**The problem**
Locate every line in the material below that contains the string "blue", and copy each of those lines out in order.

________________

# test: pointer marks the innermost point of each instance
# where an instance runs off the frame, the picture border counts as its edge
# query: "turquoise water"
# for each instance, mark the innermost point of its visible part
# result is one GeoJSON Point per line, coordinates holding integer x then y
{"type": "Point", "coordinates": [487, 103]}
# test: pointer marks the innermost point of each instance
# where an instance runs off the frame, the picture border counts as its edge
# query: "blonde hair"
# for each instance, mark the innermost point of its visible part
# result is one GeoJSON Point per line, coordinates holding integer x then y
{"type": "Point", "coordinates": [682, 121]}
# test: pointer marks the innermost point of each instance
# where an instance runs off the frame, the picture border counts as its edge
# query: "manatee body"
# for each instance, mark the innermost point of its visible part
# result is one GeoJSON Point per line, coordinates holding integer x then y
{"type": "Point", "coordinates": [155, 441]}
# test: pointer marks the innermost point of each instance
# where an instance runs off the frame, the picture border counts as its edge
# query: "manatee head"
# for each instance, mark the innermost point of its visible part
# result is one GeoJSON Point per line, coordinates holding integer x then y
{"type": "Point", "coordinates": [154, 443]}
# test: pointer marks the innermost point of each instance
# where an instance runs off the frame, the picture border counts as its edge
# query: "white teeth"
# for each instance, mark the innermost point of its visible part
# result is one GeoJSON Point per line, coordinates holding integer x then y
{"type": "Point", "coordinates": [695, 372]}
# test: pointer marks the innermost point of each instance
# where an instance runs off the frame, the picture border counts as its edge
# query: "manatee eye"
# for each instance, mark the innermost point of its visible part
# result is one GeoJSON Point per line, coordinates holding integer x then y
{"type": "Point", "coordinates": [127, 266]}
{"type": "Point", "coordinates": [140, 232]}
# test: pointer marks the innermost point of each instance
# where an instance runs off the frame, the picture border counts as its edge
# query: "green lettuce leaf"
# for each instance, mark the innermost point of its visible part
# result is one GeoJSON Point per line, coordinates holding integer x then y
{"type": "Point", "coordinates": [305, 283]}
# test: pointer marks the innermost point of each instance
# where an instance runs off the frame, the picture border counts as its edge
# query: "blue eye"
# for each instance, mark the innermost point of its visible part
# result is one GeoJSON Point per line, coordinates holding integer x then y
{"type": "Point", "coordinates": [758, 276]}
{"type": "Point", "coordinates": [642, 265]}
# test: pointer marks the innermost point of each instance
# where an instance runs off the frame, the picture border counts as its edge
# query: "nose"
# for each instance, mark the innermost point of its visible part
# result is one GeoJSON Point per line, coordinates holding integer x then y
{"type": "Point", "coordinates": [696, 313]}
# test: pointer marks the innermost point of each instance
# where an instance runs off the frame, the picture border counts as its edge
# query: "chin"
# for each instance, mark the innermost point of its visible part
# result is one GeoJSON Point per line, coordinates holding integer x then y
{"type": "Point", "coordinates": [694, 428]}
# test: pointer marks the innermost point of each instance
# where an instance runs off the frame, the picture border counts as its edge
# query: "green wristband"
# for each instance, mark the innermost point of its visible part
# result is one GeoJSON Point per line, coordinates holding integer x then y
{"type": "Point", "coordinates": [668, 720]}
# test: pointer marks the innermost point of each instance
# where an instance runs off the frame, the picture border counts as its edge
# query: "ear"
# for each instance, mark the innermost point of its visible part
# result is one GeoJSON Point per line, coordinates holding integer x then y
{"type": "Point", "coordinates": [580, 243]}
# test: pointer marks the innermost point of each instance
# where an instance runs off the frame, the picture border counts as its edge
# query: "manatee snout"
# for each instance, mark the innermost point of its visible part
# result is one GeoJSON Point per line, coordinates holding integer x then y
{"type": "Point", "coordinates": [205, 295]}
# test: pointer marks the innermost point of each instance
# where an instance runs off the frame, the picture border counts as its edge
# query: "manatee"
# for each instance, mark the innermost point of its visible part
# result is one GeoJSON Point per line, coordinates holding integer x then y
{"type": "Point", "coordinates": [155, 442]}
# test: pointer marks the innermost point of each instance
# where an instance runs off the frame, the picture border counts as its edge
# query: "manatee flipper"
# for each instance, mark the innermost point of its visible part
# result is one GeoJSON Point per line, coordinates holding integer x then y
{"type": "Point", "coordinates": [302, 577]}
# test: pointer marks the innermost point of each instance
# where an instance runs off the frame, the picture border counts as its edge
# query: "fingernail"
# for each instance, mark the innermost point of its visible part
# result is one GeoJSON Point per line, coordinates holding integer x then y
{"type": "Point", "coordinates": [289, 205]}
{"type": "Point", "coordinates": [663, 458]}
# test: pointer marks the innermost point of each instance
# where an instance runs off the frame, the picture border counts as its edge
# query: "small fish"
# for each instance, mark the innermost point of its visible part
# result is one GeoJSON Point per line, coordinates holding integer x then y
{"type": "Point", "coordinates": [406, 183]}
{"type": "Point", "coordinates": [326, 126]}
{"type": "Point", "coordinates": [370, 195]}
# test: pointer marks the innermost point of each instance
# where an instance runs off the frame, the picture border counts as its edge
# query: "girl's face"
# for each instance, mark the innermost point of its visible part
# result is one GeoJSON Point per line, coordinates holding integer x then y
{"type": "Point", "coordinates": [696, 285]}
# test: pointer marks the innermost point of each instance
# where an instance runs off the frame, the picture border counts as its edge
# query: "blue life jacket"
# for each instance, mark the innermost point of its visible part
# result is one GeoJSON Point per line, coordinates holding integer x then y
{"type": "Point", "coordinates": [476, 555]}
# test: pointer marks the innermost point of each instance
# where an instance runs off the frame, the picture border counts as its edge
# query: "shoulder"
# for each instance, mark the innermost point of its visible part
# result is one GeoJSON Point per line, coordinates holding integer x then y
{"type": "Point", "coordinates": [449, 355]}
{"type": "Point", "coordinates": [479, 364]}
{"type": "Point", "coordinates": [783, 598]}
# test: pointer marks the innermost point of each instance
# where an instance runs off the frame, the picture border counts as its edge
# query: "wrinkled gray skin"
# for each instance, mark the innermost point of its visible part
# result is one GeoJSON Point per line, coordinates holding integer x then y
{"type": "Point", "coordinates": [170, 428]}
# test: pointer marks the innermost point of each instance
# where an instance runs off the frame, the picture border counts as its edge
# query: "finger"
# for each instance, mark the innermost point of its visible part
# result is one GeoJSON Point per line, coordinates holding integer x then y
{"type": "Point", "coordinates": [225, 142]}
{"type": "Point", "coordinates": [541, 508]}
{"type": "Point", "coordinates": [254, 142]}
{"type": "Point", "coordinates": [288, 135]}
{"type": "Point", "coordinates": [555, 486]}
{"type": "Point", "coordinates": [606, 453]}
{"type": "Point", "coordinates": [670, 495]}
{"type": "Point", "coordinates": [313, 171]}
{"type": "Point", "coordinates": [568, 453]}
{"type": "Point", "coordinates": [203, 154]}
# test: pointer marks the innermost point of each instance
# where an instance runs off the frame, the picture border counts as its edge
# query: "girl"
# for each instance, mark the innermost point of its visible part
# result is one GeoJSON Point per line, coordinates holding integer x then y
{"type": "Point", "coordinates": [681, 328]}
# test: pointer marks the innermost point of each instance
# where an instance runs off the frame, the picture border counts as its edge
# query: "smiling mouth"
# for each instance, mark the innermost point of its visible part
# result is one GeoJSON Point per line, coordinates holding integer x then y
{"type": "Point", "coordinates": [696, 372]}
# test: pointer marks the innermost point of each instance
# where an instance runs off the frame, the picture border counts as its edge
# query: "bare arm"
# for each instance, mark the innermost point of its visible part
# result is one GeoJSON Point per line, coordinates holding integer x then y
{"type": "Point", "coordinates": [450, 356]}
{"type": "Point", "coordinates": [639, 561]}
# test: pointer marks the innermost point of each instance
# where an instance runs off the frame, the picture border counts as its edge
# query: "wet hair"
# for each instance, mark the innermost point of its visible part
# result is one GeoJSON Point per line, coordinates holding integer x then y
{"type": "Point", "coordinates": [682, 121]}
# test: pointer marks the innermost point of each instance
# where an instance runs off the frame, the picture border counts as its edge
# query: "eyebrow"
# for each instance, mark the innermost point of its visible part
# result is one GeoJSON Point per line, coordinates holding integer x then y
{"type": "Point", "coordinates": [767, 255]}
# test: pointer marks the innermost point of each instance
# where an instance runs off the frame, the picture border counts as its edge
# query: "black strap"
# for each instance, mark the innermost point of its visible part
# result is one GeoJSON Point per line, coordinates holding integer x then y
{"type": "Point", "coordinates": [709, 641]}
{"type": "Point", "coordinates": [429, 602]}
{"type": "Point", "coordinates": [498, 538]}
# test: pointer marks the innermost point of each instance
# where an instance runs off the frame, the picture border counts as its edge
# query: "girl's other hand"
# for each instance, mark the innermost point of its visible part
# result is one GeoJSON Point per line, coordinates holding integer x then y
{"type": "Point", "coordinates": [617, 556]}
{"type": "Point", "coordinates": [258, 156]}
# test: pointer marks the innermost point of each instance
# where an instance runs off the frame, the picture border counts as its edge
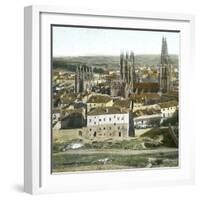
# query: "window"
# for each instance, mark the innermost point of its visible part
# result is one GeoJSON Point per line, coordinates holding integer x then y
{"type": "Point", "coordinates": [80, 133]}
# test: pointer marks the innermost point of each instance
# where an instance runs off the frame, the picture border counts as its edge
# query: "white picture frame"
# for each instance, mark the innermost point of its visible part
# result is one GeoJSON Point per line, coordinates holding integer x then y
{"type": "Point", "coordinates": [37, 62]}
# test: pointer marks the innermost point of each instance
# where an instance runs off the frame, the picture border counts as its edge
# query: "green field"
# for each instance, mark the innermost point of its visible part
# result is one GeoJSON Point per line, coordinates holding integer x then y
{"type": "Point", "coordinates": [153, 149]}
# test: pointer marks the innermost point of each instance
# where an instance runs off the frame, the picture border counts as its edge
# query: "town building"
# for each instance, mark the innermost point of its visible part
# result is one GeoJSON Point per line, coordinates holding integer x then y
{"type": "Point", "coordinates": [96, 101]}
{"type": "Point", "coordinates": [168, 108]}
{"type": "Point", "coordinates": [83, 79]}
{"type": "Point", "coordinates": [109, 122]}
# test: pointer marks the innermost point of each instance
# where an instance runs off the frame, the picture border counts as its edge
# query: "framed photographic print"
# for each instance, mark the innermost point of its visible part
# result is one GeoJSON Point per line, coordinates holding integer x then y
{"type": "Point", "coordinates": [107, 99]}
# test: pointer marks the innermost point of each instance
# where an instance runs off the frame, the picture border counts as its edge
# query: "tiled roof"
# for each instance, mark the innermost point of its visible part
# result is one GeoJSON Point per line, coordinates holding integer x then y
{"type": "Point", "coordinates": [99, 99]}
{"type": "Point", "coordinates": [168, 104]}
{"type": "Point", "coordinates": [122, 103]}
{"type": "Point", "coordinates": [107, 110]}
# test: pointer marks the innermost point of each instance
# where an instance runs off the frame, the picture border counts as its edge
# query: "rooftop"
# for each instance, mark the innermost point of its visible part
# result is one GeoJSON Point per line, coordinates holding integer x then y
{"type": "Point", "coordinates": [107, 110]}
{"type": "Point", "coordinates": [168, 104]}
{"type": "Point", "coordinates": [99, 99]}
{"type": "Point", "coordinates": [122, 103]}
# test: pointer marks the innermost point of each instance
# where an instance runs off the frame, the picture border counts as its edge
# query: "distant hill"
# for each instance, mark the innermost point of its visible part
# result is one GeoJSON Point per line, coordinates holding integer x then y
{"type": "Point", "coordinates": [106, 62]}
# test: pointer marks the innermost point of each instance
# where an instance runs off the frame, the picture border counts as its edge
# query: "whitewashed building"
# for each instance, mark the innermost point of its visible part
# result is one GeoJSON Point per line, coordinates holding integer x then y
{"type": "Point", "coordinates": [109, 122]}
{"type": "Point", "coordinates": [168, 108]}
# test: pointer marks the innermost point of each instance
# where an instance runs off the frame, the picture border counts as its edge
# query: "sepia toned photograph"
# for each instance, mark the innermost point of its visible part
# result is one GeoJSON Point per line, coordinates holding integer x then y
{"type": "Point", "coordinates": [114, 98]}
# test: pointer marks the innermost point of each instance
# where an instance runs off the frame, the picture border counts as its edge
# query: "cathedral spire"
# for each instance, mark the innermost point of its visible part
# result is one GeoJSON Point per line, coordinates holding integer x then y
{"type": "Point", "coordinates": [164, 52]}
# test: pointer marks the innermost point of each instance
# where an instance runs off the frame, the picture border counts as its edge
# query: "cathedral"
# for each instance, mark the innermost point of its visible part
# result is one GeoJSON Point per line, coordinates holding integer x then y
{"type": "Point", "coordinates": [83, 79]}
{"type": "Point", "coordinates": [124, 86]}
{"type": "Point", "coordinates": [165, 70]}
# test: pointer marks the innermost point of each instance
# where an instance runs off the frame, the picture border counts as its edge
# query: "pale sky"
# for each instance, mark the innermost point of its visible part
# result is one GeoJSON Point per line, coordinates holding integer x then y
{"type": "Point", "coordinates": [74, 41]}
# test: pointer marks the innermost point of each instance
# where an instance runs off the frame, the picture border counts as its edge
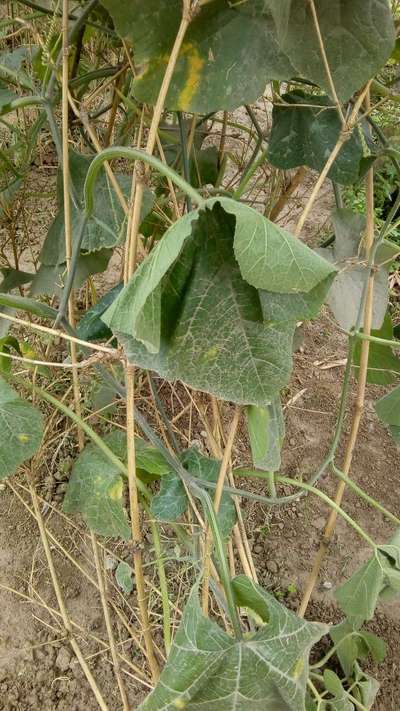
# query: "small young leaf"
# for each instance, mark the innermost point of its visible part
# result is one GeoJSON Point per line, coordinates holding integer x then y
{"type": "Point", "coordinates": [95, 489]}
{"type": "Point", "coordinates": [304, 135]}
{"type": "Point", "coordinates": [359, 595]}
{"type": "Point", "coordinates": [340, 700]}
{"type": "Point", "coordinates": [171, 501]}
{"type": "Point", "coordinates": [21, 430]}
{"type": "Point", "coordinates": [124, 577]}
{"type": "Point", "coordinates": [200, 319]}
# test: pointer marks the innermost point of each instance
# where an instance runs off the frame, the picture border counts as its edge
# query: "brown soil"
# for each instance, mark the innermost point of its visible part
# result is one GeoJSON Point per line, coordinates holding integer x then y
{"type": "Point", "coordinates": [37, 668]}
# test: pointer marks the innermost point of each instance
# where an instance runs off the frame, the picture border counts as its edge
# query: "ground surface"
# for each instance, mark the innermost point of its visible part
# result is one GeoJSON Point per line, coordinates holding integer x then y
{"type": "Point", "coordinates": [37, 668]}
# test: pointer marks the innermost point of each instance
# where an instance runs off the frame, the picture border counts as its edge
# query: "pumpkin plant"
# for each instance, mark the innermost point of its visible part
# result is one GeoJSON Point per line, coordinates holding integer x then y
{"type": "Point", "coordinates": [211, 295]}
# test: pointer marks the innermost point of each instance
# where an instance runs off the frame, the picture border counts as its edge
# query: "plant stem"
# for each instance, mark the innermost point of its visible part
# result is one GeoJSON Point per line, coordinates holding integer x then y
{"type": "Point", "coordinates": [135, 522]}
{"type": "Point", "coordinates": [163, 586]}
{"type": "Point", "coordinates": [362, 380]}
{"type": "Point", "coordinates": [217, 502]}
{"type": "Point", "coordinates": [344, 136]}
{"type": "Point", "coordinates": [134, 154]}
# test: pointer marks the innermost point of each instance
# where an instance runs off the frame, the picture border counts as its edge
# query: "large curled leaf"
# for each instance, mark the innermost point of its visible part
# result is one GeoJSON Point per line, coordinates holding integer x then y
{"type": "Point", "coordinates": [193, 310]}
{"type": "Point", "coordinates": [172, 501]}
{"type": "Point", "coordinates": [383, 364]}
{"type": "Point", "coordinates": [21, 430]}
{"type": "Point", "coordinates": [266, 430]}
{"type": "Point", "coordinates": [231, 49]}
{"type": "Point", "coordinates": [96, 487]}
{"type": "Point", "coordinates": [208, 670]}
{"type": "Point", "coordinates": [346, 293]}
{"type": "Point", "coordinates": [302, 135]}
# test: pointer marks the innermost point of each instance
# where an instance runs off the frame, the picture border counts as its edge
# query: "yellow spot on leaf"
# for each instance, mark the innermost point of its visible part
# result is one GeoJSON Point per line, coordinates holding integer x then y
{"type": "Point", "coordinates": [115, 492]}
{"type": "Point", "coordinates": [211, 354]}
{"type": "Point", "coordinates": [195, 64]}
{"type": "Point", "coordinates": [298, 668]}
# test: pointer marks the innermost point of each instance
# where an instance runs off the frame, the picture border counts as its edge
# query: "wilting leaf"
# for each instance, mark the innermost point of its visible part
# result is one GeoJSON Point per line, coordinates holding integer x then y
{"type": "Point", "coordinates": [21, 430]}
{"type": "Point", "coordinates": [105, 228]}
{"type": "Point", "coordinates": [200, 318]}
{"type": "Point", "coordinates": [171, 501]}
{"type": "Point", "coordinates": [124, 577]}
{"type": "Point", "coordinates": [231, 50]}
{"type": "Point", "coordinates": [209, 670]}
{"type": "Point", "coordinates": [96, 488]}
{"type": "Point", "coordinates": [383, 364]}
{"type": "Point", "coordinates": [303, 135]}
{"type": "Point", "coordinates": [91, 327]}
{"type": "Point", "coordinates": [346, 293]}
{"type": "Point", "coordinates": [266, 430]}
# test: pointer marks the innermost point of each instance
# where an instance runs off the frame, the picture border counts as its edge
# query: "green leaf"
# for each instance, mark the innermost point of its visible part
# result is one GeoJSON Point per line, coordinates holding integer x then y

________________

**Expected answer**
# query: "blue eye"
# query: "blue life jacket"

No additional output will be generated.